Coordinate annotation records:
***
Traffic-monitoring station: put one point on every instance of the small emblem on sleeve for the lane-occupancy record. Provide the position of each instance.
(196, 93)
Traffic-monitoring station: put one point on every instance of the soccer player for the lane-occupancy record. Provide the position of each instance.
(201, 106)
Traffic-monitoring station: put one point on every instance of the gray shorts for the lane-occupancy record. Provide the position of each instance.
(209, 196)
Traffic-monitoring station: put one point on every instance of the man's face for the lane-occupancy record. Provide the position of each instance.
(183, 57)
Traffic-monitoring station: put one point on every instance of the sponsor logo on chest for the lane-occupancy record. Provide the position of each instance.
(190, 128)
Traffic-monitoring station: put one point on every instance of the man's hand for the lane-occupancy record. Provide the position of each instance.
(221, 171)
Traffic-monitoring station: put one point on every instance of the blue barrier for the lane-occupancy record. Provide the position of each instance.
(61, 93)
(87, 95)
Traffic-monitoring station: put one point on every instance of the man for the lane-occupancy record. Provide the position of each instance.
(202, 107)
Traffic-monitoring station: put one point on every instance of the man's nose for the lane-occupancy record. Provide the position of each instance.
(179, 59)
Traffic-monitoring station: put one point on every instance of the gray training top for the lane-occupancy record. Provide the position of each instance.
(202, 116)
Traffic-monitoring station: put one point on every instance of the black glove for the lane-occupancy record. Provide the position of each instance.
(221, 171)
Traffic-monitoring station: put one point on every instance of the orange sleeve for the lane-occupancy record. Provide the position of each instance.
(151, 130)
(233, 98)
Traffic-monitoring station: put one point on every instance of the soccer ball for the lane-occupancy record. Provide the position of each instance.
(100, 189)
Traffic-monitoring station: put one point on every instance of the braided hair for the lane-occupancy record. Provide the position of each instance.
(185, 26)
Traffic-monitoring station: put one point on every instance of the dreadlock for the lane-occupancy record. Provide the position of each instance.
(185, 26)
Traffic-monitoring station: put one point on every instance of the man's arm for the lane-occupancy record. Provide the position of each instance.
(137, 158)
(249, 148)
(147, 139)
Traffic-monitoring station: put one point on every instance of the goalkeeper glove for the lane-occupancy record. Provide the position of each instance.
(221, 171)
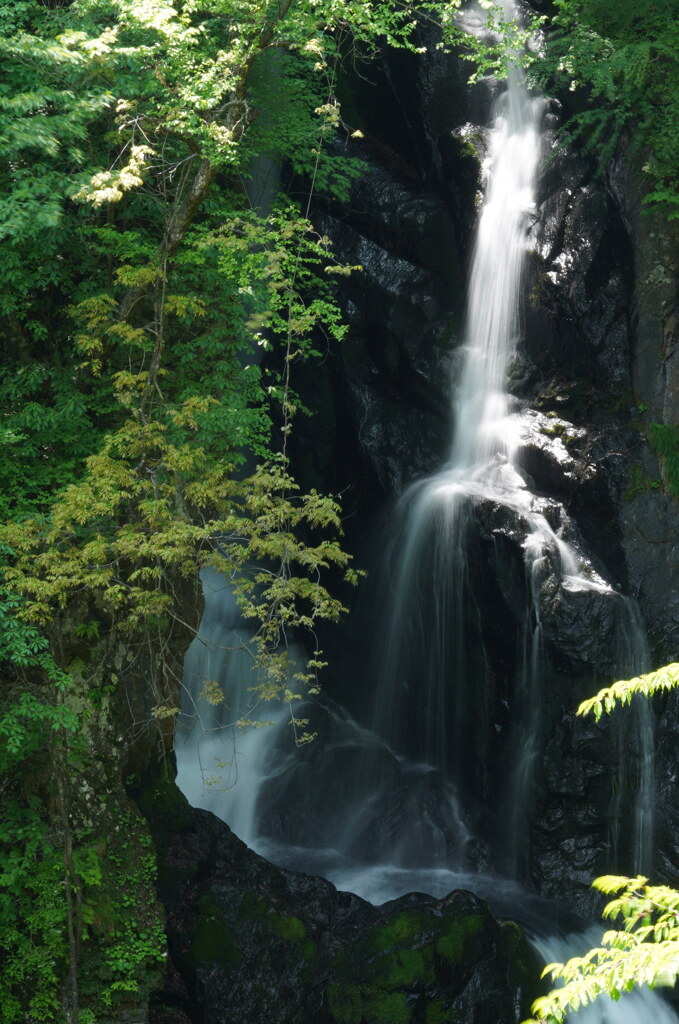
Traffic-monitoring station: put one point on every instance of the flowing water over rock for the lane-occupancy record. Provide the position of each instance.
(487, 584)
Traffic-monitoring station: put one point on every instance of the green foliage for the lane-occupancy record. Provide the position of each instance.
(622, 66)
(644, 951)
(622, 692)
(152, 321)
(665, 442)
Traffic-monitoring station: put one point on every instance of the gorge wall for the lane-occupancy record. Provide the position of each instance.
(596, 366)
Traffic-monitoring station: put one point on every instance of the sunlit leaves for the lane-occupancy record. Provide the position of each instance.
(622, 692)
(643, 951)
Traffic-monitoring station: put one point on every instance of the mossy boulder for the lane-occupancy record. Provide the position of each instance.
(250, 942)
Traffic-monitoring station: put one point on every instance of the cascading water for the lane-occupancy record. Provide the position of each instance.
(399, 802)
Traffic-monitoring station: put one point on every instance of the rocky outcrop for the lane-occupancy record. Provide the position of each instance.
(596, 365)
(249, 942)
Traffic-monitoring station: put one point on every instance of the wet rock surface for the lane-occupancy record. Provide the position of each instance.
(596, 364)
(250, 942)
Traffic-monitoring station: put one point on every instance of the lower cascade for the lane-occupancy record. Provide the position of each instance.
(478, 571)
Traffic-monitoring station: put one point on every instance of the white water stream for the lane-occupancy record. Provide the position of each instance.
(416, 823)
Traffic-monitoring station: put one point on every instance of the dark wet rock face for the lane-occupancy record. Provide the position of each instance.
(596, 364)
(250, 942)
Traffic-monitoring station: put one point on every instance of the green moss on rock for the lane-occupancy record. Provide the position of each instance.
(211, 940)
(451, 945)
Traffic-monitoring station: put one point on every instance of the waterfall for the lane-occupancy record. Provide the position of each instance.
(398, 800)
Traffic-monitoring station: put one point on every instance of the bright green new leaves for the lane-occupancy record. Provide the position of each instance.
(644, 951)
(624, 64)
(622, 692)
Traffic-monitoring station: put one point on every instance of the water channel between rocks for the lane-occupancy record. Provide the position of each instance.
(389, 805)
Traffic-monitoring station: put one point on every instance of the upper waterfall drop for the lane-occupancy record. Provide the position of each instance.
(440, 776)
(480, 410)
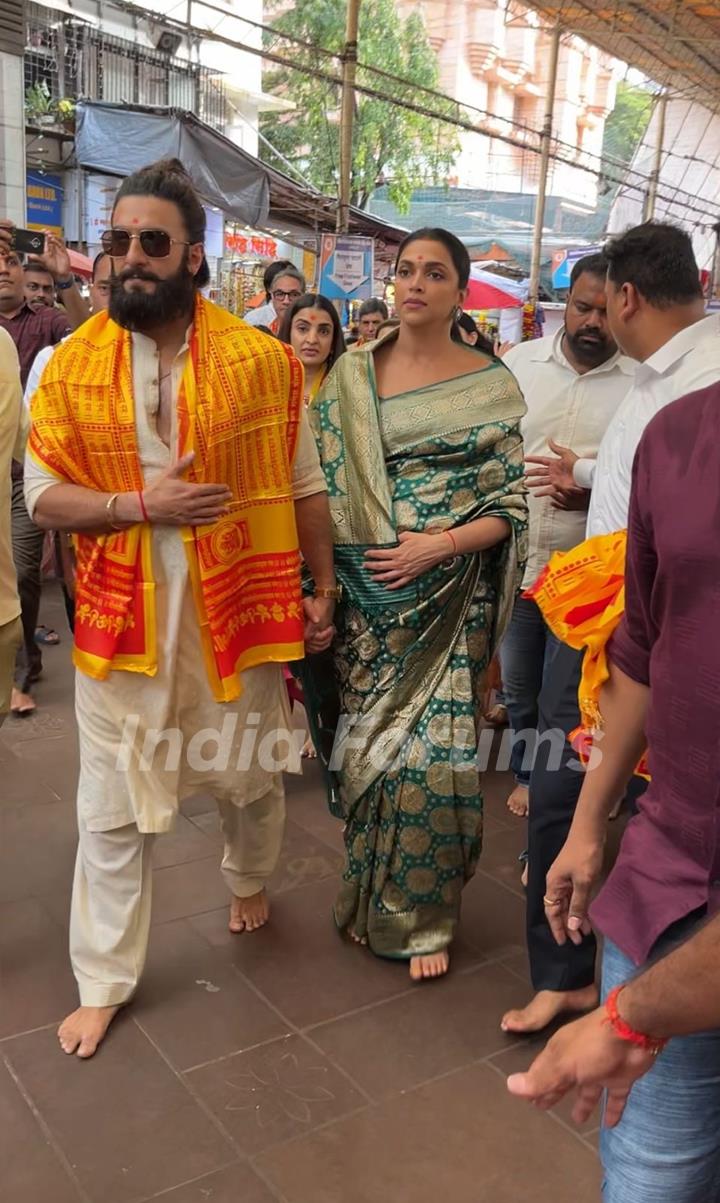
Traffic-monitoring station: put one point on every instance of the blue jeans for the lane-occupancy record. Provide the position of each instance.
(666, 1148)
(525, 653)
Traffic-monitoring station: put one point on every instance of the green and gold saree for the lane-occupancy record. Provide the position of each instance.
(409, 665)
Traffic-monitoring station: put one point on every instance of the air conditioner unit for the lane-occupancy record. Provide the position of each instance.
(167, 42)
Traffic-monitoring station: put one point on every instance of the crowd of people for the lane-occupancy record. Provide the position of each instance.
(253, 502)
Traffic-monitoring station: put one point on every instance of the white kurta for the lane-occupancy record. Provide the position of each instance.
(207, 746)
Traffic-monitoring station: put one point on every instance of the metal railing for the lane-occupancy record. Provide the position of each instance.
(67, 58)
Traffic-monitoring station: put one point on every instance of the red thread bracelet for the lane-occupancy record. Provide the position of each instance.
(649, 1043)
(452, 539)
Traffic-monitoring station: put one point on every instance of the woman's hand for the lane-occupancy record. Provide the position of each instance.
(415, 555)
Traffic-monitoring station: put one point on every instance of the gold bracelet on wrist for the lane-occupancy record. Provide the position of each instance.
(111, 513)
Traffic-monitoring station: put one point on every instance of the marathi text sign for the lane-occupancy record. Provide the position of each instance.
(346, 267)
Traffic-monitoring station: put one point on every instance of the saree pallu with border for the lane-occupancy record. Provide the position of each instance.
(405, 679)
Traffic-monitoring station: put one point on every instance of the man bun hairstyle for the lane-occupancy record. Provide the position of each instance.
(168, 181)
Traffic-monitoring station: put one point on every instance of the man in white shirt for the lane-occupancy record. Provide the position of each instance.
(656, 314)
(269, 314)
(573, 381)
(100, 294)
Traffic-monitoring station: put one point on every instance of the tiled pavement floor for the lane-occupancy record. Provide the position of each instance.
(280, 1066)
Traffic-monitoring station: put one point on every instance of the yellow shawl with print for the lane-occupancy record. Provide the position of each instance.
(238, 410)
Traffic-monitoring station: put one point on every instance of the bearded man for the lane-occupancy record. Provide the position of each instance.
(171, 438)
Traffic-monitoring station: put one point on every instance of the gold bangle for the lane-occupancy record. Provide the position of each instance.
(111, 513)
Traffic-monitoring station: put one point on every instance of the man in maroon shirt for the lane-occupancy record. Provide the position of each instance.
(662, 692)
(30, 331)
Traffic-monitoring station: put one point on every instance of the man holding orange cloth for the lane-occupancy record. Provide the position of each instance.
(170, 438)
***
The problem
Could you return, word for word, the stretch from the line containing "of the saree" through the end of the rows?

Completed task
Traffic-monitoring station: put one point on every instance of the saree pallu with border for the lane-occupancy record. Provide the position of each instance.
(405, 679)
Traffic-monitoring station: put one point on every instance of the man bun hairstyle for the lane-occupancy record. Provide the position of each instance.
(168, 181)
Traffic-monitoring station: put one point on every instance of the man in white shirt for the lane-occupancy record. Provide the position of each instance.
(656, 314)
(269, 314)
(573, 381)
(100, 294)
Traffic-monitoring station: put one point on every instance of the tiled pavement floor for the lane-occupancy record. Provide the position of each instance.
(280, 1066)
Traffic-monitoring station: put one point on every instance of the yellow shawl with print for the lane-occupancy record. Provide the position of each instance.
(238, 410)
Traffic-monitoring station: put one point on every instance of the bearded man for the lane-occupancy record. Provide the position of each instance.
(171, 438)
Traffic-monitoring station: put one point on every instance of the gold bangle for the lane-occupancy record. Provide the position of each instance.
(111, 513)
Traffic-monitoring station: put one point on every instance of the man in maroon shirt for the lane-occupancy record. Provide the position of each instance.
(662, 692)
(30, 331)
Traffic-monitoring station: put one point on every instance of the man holding orange cloth for the lane-occupancy record. Provide the position of each instance.
(170, 438)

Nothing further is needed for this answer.